Extract each line below that contains the string "body" and reproduce it verbatim.

— Start of Data listing —

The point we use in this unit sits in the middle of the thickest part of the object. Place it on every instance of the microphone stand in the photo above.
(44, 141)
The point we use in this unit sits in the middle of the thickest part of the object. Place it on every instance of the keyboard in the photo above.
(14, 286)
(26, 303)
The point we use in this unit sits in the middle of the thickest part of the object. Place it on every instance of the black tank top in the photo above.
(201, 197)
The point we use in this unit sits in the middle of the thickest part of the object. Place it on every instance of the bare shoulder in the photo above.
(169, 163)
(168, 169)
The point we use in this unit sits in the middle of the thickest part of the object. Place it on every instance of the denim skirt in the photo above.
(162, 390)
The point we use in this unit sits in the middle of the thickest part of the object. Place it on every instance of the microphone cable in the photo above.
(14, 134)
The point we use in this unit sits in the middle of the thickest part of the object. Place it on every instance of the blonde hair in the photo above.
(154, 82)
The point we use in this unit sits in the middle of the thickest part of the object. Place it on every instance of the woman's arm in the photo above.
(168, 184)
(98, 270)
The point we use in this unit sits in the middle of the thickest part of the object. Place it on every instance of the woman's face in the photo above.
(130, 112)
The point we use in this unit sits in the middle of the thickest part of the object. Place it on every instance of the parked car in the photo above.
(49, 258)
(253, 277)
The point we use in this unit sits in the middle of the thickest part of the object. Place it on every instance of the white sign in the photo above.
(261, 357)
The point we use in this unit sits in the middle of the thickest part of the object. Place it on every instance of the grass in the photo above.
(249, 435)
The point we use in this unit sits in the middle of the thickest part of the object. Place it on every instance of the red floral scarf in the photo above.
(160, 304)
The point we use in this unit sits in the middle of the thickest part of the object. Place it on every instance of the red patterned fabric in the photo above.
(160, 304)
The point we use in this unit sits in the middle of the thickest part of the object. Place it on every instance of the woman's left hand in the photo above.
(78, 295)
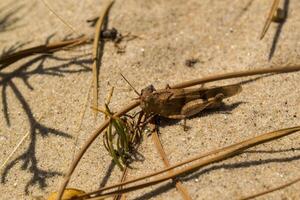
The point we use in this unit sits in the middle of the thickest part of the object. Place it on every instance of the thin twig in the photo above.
(237, 74)
(183, 191)
(16, 147)
(123, 179)
(136, 103)
(6, 60)
(209, 158)
(96, 61)
(269, 18)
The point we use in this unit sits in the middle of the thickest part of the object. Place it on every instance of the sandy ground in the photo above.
(46, 99)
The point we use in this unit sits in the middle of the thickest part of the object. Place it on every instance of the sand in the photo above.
(48, 97)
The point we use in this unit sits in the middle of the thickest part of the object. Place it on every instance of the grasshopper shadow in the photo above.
(168, 186)
(23, 72)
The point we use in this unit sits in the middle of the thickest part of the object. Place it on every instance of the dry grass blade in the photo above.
(96, 63)
(209, 158)
(6, 60)
(123, 179)
(136, 103)
(269, 18)
(272, 189)
(183, 191)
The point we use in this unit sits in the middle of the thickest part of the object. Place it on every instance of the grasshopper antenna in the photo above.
(130, 85)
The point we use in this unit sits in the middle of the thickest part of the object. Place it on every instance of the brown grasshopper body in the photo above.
(183, 103)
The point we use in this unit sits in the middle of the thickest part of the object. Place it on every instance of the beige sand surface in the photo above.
(46, 101)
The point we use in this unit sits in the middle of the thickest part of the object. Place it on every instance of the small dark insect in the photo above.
(191, 62)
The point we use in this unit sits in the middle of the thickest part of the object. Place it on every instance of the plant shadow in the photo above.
(23, 72)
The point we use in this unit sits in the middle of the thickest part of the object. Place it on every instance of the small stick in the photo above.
(269, 18)
(60, 18)
(272, 189)
(230, 75)
(41, 49)
(123, 179)
(183, 191)
(16, 147)
(136, 103)
(96, 63)
(208, 158)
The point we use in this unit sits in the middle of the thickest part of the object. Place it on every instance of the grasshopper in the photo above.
(183, 103)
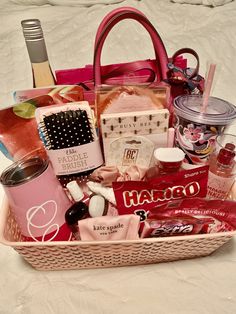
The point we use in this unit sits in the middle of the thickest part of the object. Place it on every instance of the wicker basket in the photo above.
(78, 255)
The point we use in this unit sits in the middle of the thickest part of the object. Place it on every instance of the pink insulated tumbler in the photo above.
(37, 200)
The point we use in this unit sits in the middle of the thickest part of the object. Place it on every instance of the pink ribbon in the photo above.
(108, 174)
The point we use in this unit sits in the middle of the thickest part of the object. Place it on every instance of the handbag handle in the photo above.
(110, 16)
(106, 26)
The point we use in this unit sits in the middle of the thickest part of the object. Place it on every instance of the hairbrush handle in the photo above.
(109, 22)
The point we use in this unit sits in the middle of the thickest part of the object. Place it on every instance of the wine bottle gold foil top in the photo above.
(32, 29)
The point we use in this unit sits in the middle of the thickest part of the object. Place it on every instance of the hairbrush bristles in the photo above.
(69, 136)
(67, 129)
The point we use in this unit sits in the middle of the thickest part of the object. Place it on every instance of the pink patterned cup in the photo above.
(37, 200)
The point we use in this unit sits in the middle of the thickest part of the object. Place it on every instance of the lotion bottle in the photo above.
(221, 173)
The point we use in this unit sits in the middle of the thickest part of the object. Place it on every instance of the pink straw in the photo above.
(208, 85)
(171, 137)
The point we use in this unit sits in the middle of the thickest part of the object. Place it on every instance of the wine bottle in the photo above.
(34, 38)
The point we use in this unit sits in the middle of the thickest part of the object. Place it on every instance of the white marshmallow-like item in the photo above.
(75, 191)
(96, 206)
(106, 192)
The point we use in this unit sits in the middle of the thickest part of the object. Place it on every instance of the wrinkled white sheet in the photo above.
(213, 3)
(204, 285)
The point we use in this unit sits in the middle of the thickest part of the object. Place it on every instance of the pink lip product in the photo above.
(75, 213)
(69, 136)
(79, 210)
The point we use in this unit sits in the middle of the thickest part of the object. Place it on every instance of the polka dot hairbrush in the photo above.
(69, 136)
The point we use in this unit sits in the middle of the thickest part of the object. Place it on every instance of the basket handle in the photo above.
(109, 22)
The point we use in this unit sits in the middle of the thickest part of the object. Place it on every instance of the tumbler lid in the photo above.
(23, 170)
(218, 111)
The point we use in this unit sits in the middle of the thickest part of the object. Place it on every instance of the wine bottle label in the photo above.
(218, 187)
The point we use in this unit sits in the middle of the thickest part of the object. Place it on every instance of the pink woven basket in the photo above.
(78, 255)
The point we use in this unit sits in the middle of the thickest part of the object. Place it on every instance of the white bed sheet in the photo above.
(203, 285)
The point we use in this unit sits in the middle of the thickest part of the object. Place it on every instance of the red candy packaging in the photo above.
(190, 216)
(139, 197)
(162, 225)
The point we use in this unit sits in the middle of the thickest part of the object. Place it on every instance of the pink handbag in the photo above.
(161, 70)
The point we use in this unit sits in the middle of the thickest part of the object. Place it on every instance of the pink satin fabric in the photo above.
(108, 174)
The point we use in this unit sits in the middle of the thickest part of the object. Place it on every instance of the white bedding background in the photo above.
(205, 285)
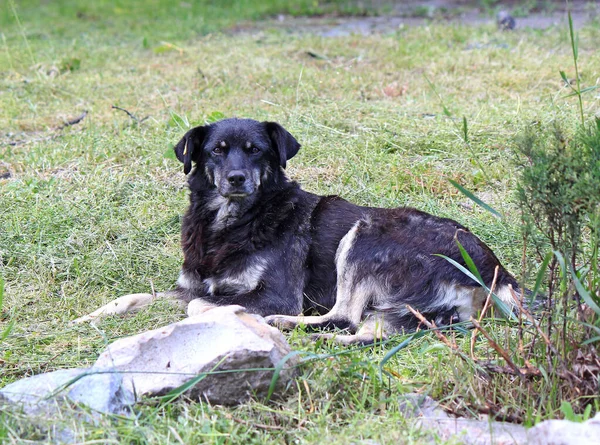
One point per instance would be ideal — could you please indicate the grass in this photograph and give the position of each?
(92, 211)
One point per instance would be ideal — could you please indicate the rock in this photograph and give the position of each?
(505, 21)
(223, 338)
(564, 432)
(44, 393)
(432, 418)
(51, 403)
(421, 406)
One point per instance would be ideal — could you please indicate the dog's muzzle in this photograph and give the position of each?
(237, 183)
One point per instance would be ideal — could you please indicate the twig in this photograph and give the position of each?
(256, 425)
(484, 310)
(73, 121)
(528, 371)
(431, 325)
(56, 131)
(533, 322)
(497, 348)
(131, 115)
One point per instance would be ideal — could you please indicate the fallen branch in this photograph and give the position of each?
(527, 371)
(72, 122)
(131, 115)
(56, 132)
(497, 348)
(484, 310)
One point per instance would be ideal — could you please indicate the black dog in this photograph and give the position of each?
(252, 237)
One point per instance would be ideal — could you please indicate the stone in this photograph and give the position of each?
(505, 21)
(431, 418)
(223, 338)
(54, 404)
(565, 432)
(44, 393)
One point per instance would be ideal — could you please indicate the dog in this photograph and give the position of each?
(254, 238)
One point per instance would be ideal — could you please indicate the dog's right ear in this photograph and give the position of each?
(188, 148)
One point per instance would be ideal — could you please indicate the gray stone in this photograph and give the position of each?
(564, 432)
(431, 418)
(51, 403)
(221, 339)
(44, 393)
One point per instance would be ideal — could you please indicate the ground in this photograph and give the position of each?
(91, 210)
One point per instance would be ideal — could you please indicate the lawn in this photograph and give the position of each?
(91, 211)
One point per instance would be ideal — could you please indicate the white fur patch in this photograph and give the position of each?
(186, 281)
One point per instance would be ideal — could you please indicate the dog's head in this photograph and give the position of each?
(236, 155)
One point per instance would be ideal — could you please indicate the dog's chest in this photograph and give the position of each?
(238, 280)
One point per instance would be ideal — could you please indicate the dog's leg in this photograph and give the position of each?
(198, 306)
(126, 304)
(351, 298)
(372, 330)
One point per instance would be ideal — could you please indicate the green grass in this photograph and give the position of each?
(93, 211)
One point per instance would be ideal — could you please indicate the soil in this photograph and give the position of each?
(418, 13)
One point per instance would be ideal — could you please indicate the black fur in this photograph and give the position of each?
(254, 238)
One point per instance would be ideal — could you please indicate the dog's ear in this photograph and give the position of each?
(188, 148)
(286, 145)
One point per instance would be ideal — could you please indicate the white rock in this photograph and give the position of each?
(223, 338)
(45, 393)
(431, 418)
(564, 432)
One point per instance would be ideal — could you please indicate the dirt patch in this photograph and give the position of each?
(419, 13)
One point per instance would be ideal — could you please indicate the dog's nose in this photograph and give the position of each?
(236, 178)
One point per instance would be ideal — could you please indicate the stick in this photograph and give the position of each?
(131, 115)
(497, 348)
(73, 121)
(484, 310)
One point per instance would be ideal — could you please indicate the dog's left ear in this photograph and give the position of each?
(286, 145)
(188, 147)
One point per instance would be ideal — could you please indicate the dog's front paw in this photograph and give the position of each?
(284, 322)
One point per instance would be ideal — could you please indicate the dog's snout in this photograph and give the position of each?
(236, 178)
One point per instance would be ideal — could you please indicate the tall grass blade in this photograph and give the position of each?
(540, 277)
(11, 324)
(501, 305)
(475, 199)
(468, 260)
(402, 345)
(277, 371)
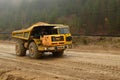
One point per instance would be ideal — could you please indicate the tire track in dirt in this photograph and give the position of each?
(72, 66)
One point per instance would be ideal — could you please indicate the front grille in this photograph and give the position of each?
(69, 38)
(57, 38)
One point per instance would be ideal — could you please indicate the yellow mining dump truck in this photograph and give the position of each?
(42, 37)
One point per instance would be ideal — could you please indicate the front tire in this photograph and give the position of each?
(33, 51)
(20, 49)
(58, 54)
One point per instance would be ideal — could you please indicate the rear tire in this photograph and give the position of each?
(33, 51)
(58, 54)
(20, 49)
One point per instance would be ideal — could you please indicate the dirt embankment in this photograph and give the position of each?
(74, 65)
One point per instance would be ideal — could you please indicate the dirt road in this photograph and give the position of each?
(74, 65)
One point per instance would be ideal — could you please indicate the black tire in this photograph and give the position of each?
(58, 54)
(33, 51)
(20, 49)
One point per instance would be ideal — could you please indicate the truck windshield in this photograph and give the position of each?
(64, 30)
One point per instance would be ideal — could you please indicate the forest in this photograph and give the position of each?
(88, 17)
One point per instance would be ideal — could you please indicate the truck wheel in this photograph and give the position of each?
(58, 54)
(33, 51)
(20, 49)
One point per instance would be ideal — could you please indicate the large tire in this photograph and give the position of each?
(33, 51)
(58, 54)
(20, 49)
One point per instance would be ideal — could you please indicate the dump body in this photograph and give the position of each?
(47, 37)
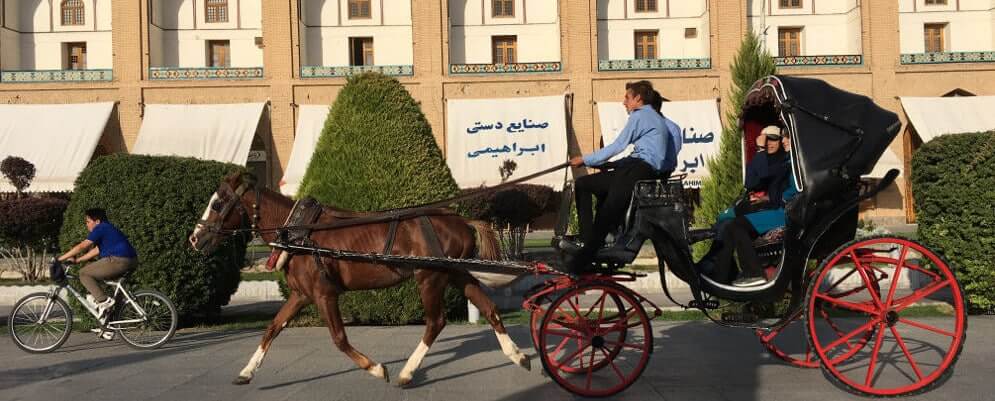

— End of Data listing —

**Answer to this exercise:**
The point we use in this unit sits in the middle of the thickest part of the object. Place it on every instance of the brown grasshopper body in the photo above.
One point per instance would be ideal — could you please indicate the dump body in this photograph and give the position of each?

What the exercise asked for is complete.